ENTRIES SUPPLIED ->

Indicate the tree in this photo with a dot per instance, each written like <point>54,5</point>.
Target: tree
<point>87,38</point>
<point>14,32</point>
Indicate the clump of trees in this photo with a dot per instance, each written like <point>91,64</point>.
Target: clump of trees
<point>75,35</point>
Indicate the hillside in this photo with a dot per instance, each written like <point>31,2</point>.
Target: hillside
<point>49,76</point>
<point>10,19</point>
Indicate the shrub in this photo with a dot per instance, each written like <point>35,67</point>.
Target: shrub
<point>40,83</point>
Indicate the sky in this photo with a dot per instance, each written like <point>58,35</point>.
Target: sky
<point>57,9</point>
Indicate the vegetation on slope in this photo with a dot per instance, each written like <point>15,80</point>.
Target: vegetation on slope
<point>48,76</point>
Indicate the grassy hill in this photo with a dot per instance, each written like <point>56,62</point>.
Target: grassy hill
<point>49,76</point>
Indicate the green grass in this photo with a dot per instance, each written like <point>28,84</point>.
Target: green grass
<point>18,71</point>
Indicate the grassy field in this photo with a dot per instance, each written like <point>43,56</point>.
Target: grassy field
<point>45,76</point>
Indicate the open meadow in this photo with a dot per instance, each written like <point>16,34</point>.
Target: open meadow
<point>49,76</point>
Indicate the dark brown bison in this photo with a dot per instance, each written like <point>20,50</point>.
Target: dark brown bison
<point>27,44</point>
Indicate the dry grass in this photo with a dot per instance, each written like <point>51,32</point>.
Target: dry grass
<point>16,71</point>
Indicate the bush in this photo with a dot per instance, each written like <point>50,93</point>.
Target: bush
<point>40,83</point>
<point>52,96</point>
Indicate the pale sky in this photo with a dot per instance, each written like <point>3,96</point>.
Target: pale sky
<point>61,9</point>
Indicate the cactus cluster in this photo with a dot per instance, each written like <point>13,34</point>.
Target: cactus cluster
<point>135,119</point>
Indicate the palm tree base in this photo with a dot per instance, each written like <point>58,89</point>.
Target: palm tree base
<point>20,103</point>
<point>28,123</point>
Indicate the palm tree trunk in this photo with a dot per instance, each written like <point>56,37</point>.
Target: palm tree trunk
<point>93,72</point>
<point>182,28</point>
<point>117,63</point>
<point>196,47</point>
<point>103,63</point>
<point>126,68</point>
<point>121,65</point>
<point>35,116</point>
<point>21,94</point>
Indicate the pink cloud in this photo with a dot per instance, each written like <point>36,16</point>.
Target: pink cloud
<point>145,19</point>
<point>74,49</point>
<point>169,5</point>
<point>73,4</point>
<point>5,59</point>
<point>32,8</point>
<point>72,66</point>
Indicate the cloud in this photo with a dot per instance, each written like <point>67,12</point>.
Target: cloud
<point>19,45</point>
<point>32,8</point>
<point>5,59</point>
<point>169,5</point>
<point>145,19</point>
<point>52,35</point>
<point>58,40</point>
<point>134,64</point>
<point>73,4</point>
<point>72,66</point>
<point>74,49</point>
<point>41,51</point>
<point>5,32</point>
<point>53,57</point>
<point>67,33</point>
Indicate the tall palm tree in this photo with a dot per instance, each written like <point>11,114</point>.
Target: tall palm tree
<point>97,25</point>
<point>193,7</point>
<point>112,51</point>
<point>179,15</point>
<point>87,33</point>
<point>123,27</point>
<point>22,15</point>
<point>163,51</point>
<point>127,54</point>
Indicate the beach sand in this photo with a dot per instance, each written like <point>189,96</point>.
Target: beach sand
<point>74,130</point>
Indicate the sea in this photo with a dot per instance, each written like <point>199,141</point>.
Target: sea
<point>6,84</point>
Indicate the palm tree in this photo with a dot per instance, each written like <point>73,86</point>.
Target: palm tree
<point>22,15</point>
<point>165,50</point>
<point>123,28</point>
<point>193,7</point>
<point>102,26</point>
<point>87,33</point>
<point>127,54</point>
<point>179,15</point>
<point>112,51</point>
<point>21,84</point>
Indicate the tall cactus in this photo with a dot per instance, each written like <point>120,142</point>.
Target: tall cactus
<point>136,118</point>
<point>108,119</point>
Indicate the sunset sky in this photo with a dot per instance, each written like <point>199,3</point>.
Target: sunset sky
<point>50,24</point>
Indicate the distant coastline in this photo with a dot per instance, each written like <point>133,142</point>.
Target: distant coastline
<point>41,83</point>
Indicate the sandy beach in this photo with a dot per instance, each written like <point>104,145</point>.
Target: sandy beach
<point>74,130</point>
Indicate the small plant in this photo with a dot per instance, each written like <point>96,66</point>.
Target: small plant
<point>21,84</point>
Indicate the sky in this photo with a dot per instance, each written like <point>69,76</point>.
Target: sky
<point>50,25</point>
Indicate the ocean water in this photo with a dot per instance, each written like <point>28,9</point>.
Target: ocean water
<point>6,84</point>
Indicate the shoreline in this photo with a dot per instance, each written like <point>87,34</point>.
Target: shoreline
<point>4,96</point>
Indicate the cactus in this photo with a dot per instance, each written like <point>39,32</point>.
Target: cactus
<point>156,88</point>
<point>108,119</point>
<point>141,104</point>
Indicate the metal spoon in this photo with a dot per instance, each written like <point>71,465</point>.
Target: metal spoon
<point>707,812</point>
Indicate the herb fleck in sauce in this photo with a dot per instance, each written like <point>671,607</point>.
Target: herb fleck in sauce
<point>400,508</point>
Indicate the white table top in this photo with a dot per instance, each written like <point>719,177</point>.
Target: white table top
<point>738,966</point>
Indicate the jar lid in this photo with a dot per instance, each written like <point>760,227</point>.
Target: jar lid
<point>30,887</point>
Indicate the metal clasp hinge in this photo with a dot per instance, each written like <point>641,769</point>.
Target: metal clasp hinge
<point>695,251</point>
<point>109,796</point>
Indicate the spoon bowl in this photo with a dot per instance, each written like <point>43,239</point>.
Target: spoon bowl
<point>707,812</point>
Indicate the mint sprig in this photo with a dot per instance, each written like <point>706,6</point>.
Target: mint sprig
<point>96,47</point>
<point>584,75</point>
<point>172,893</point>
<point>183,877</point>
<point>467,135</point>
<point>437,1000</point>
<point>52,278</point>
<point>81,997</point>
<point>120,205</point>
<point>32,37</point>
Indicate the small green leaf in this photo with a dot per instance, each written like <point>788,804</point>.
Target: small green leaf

REQUIRED WORK ->
All the records shown above need to be given again exactly.

WRITTEN ANSWER ->
Indicate the tree in this photo with a dot per instance, each written like <point>54,5</point>.
Target: tree
<point>87,38</point>
<point>14,32</point>
Indicate the clump of trees in this photo with a dot per instance, each written like <point>91,64</point>.
Target: clump of trees
<point>75,35</point>
Indicate the hillside in this photo with a dot per instance, each written like <point>31,2</point>.
Target: hillside
<point>49,76</point>
<point>10,19</point>
Indicate the shrub in this photo with a dot per instance, each written like <point>35,67</point>.
Target: shrub
<point>40,83</point>
Indicate the sky in this photo with a dot per instance, each written like <point>58,35</point>.
Target: sky
<point>57,9</point>
Indicate the vegetation on slope in this photo with a dot per instance, each written like <point>15,80</point>.
Target: vegetation on slope
<point>48,76</point>
Indicate the grassy hill in this photo with a dot per instance, each written like <point>56,62</point>.
Target: grassy hill
<point>49,76</point>
Indicate the green grass in this photo with a dot per instance, each written like <point>28,84</point>.
Target: green grass
<point>18,71</point>
Indicate the grassy field in this photo with a dot per instance, each written like <point>43,56</point>.
Target: grassy field
<point>45,76</point>
Indicate the open meadow in this photo with a dot per instance, each written like <point>16,34</point>.
Target: open meadow
<point>49,76</point>
Indicate the dark brown bison in this photo with a dot per instance, each written like <point>20,50</point>.
Target: dark brown bison
<point>27,44</point>
Indicate the dry grass in this photo with a dot per instance, each written like <point>51,32</point>.
Target: dry grass
<point>16,71</point>
Indicate the bush in this photo with a dot per instance, each written like <point>50,93</point>.
Target: bush
<point>40,83</point>
<point>52,96</point>
Indicate the pale sky in this photo with a dot per instance, each written like <point>3,96</point>.
Target: pale sky
<point>61,9</point>
Indicate the cactus cluster in this photo with a dot per instance, each written like <point>13,34</point>.
Target: cactus cluster
<point>135,119</point>
Indicate the palm tree base in this photo with a dot per instance, each written like <point>58,89</point>.
Target: palm tree base
<point>20,103</point>
<point>28,123</point>
Indicate the palm tree trunk in this photo with a dot per instance, each written like <point>56,37</point>.
Target: palm tree trunk
<point>93,72</point>
<point>182,28</point>
<point>117,63</point>
<point>196,47</point>
<point>103,63</point>
<point>126,68</point>
<point>121,65</point>
<point>35,116</point>
<point>21,94</point>
Indicate the pink cloud in this photo with a dot per instance, each written like <point>36,16</point>.
Target: pink cloud
<point>145,19</point>
<point>74,49</point>
<point>169,5</point>
<point>73,4</point>
<point>5,59</point>
<point>32,8</point>
<point>72,66</point>
Indicate the cloud in this photo with a dot per instance, each written like <point>67,12</point>.
Target: cloud
<point>19,45</point>
<point>32,8</point>
<point>5,59</point>
<point>169,5</point>
<point>145,19</point>
<point>52,35</point>
<point>58,40</point>
<point>134,64</point>
<point>73,4</point>
<point>72,66</point>
<point>74,49</point>
<point>41,51</point>
<point>5,32</point>
<point>53,57</point>
<point>67,33</point>
Indicate the tall palm tree in this photo with a dot per instance, each written like <point>11,114</point>.
Target: tall palm tree
<point>97,25</point>
<point>193,7</point>
<point>112,51</point>
<point>179,15</point>
<point>87,33</point>
<point>123,27</point>
<point>22,15</point>
<point>163,51</point>
<point>127,54</point>
Indicate the beach sand in this photo with a dot per instance, each written like <point>189,96</point>.
Target: beach sand
<point>74,130</point>
Indicate the sea in this photo with a dot per instance, each written like <point>199,141</point>.
Target: sea
<point>6,84</point>
Indicate the palm tree in this photo with a dot per instance, each written like <point>73,86</point>.
Target: palm tree
<point>22,15</point>
<point>165,50</point>
<point>123,28</point>
<point>193,7</point>
<point>102,26</point>
<point>87,33</point>
<point>127,54</point>
<point>179,15</point>
<point>112,51</point>
<point>21,84</point>
Indicate the tall cactus in this photo with a dot per instance, each written like <point>120,142</point>.
Target: tall cactus
<point>136,118</point>
<point>108,119</point>
Indicate the sunset sky in this photo with a dot per instance, each written like <point>199,3</point>.
Target: sunset sky
<point>50,24</point>
Indicate the distant coastline in this photo with a dot per instance, each written like <point>133,142</point>.
Target: distant coastline
<point>41,83</point>
Indicate the sandy beach in this photo with a dot per instance, each written like <point>104,145</point>.
Target: sandy beach
<point>74,130</point>
Indicate the small plant in this photo with a dot per instance, each written like <point>96,66</point>.
Target: small plant
<point>21,84</point>
Indicate the sky in this photo with a dot per instance, each written like <point>69,76</point>.
Target: sky
<point>50,25</point>
Indicate the ocean water in this photo with a dot per instance, each written like <point>28,9</point>.
Target: ocean water
<point>6,84</point>
Indicate the shoreline in this photo with a dot per instance, each written like <point>87,34</point>.
Target: shoreline
<point>4,96</point>
Indicate the cactus in this photo with a dot per instance, each written like <point>39,32</point>.
Target: cactus
<point>156,88</point>
<point>108,119</point>
<point>141,104</point>
Indicate the metal spoon in this photo with a dot per instance, each written like <point>71,465</point>.
Target: metal spoon
<point>707,812</point>
Indicate the herb fleck in sauce in this photo with a dot per instance, each written like <point>671,607</point>.
Target: herb fleck in sauce
<point>400,508</point>
Indicate the white table top in this photo with a dot per instance, each written like <point>719,177</point>.
Target: white table top
<point>738,966</point>
Indicate the jar lid in this photo with a dot per instance, each written like <point>760,227</point>.
Target: jar lid
<point>30,887</point>
Indicate the metal clasp hinge in this photo with a dot per instance, each written like <point>641,769</point>.
Target: metal clasp hinge
<point>695,251</point>
<point>109,796</point>
Indicate the spoon bowl in this photo with a dot per instance, each written like <point>43,239</point>.
Target: spoon bowl
<point>707,812</point>
Indicate the mint sprig in this photo with a dot per instance, each written like <point>706,6</point>.
Target: mint sprig
<point>96,47</point>
<point>584,75</point>
<point>172,893</point>
<point>183,877</point>
<point>467,135</point>
<point>437,1000</point>
<point>52,278</point>
<point>81,997</point>
<point>120,205</point>
<point>32,37</point>
Indicate the small green leaf in this photo with a dot per instance, each written like <point>788,804</point>.
Target: small green leaf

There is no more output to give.